>> start EXERCISE MATERIAL

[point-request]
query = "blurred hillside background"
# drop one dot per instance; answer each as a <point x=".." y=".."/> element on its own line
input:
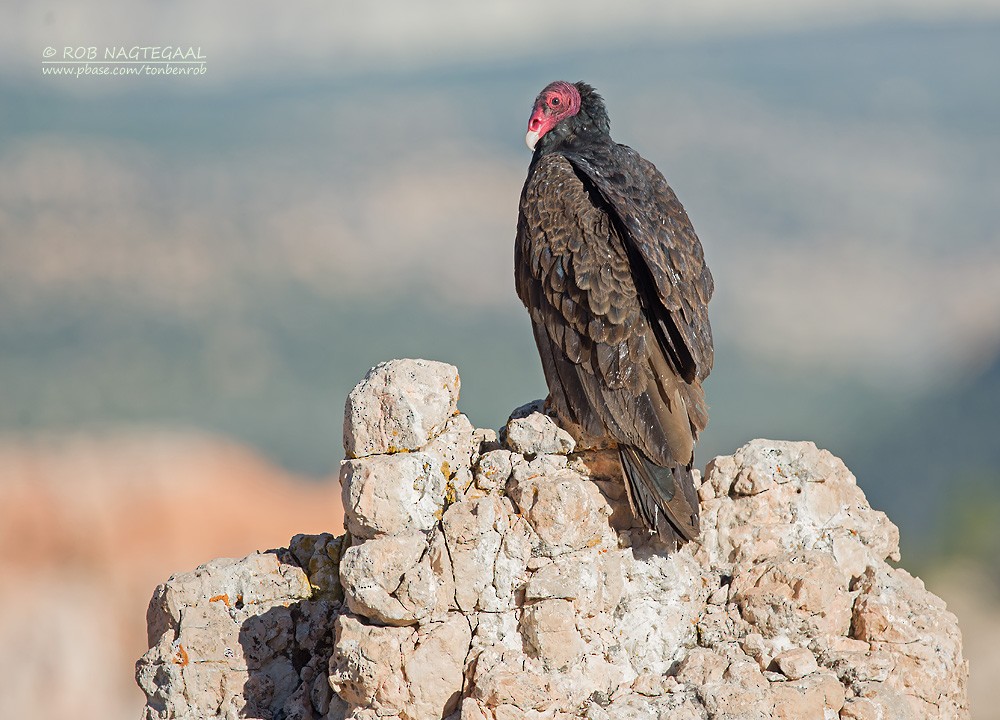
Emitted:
<point x="194" y="271"/>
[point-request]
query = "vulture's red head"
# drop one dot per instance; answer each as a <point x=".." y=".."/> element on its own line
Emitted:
<point x="571" y="110"/>
<point x="558" y="101"/>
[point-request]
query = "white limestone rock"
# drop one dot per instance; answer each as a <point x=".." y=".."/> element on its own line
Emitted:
<point x="399" y="406"/>
<point x="482" y="582"/>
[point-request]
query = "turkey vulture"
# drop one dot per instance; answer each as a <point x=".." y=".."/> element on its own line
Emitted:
<point x="615" y="282"/>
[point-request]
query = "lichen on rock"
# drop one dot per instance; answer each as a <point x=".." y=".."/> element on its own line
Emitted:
<point x="489" y="581"/>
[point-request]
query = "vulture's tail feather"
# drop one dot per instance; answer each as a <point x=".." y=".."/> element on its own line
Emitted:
<point x="663" y="497"/>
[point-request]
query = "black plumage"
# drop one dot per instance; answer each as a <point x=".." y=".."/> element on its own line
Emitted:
<point x="615" y="282"/>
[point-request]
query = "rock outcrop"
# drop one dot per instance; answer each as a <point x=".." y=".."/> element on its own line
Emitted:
<point x="482" y="579"/>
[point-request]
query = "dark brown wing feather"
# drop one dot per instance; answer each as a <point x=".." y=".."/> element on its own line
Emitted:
<point x="657" y="229"/>
<point x="622" y="349"/>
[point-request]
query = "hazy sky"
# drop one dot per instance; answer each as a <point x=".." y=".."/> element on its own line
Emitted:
<point x="251" y="41"/>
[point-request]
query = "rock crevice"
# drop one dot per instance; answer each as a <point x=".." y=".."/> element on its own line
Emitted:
<point x="483" y="579"/>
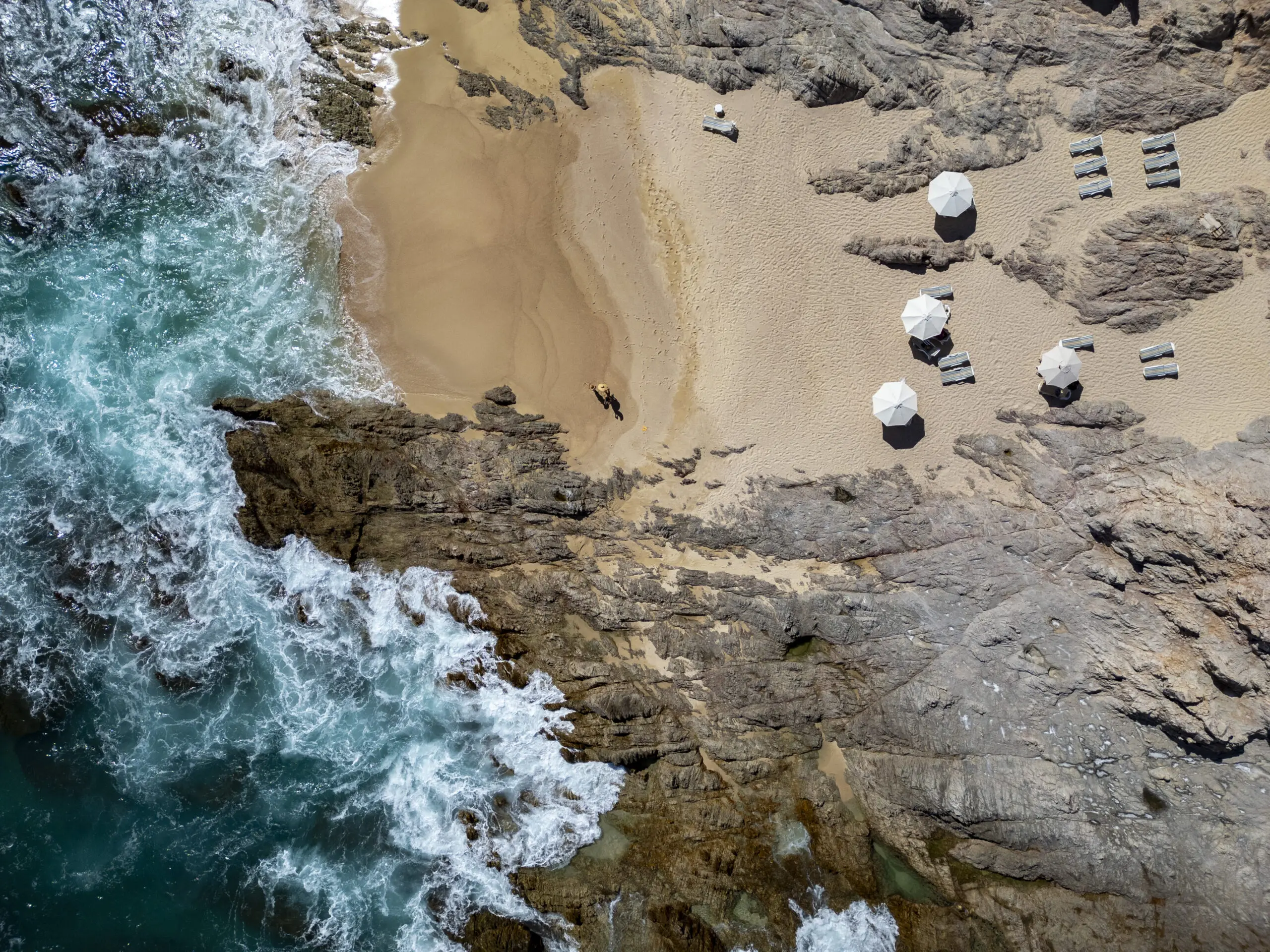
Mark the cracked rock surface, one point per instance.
(1144, 268)
(1033, 717)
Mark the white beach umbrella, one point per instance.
(894, 404)
(1060, 366)
(951, 194)
(925, 318)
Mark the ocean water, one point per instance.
(214, 747)
(246, 749)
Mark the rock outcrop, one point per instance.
(522, 107)
(1028, 717)
(929, 252)
(1147, 267)
(1151, 66)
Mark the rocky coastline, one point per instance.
(1026, 716)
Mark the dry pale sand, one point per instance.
(705, 281)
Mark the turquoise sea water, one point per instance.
(219, 770)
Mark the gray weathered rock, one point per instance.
(1148, 66)
(1144, 268)
(1051, 706)
(930, 252)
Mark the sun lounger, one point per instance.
(1086, 145)
(931, 348)
(1164, 160)
(1170, 177)
(1156, 351)
(1089, 167)
(1095, 188)
(958, 376)
(1212, 225)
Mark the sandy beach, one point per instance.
(705, 281)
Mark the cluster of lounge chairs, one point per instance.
(954, 368)
(1161, 163)
(1095, 166)
(1160, 166)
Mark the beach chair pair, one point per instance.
(724, 127)
(1095, 188)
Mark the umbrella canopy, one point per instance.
(894, 404)
(925, 318)
(951, 194)
(1060, 366)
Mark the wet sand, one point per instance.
(705, 281)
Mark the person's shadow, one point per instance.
(610, 403)
(905, 437)
(956, 229)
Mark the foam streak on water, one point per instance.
(247, 749)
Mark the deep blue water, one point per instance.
(214, 769)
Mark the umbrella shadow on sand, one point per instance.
(1056, 397)
(931, 352)
(956, 229)
(905, 437)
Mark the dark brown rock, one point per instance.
(1051, 704)
(488, 932)
(1147, 267)
(911, 252)
(1151, 66)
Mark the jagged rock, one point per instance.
(1153, 67)
(488, 932)
(1257, 432)
(504, 397)
(524, 108)
(1115, 414)
(1144, 268)
(910, 252)
(1051, 708)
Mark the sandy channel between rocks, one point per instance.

>> end EXERCISE MATERIAL

- DIRECTIONS
Can you retype the entries above from the line with "Mark the wet sand, one point per instance." up to and including the last line of the entries?

- THE RESULT
Mark the wet sand, one point per instance.
(705, 281)
Mark the person's shadow, one point per instance.
(610, 403)
(905, 437)
(956, 229)
Mark the foam streak on water, one point per instance.
(247, 749)
Mark the deep blue water, one point per instance.
(214, 769)
Mark the umbrella shadow on sand, one point per instance.
(1056, 397)
(931, 352)
(956, 229)
(905, 437)
Mark the dark brown rock, one point per instance.
(1051, 704)
(488, 932)
(1147, 267)
(911, 252)
(1151, 66)
Mark the jagged rock, one point per instance.
(1153, 67)
(488, 932)
(1257, 432)
(504, 397)
(524, 108)
(1115, 414)
(1144, 268)
(910, 252)
(1051, 708)
Mark the sandy channel between rocks, one point per instance.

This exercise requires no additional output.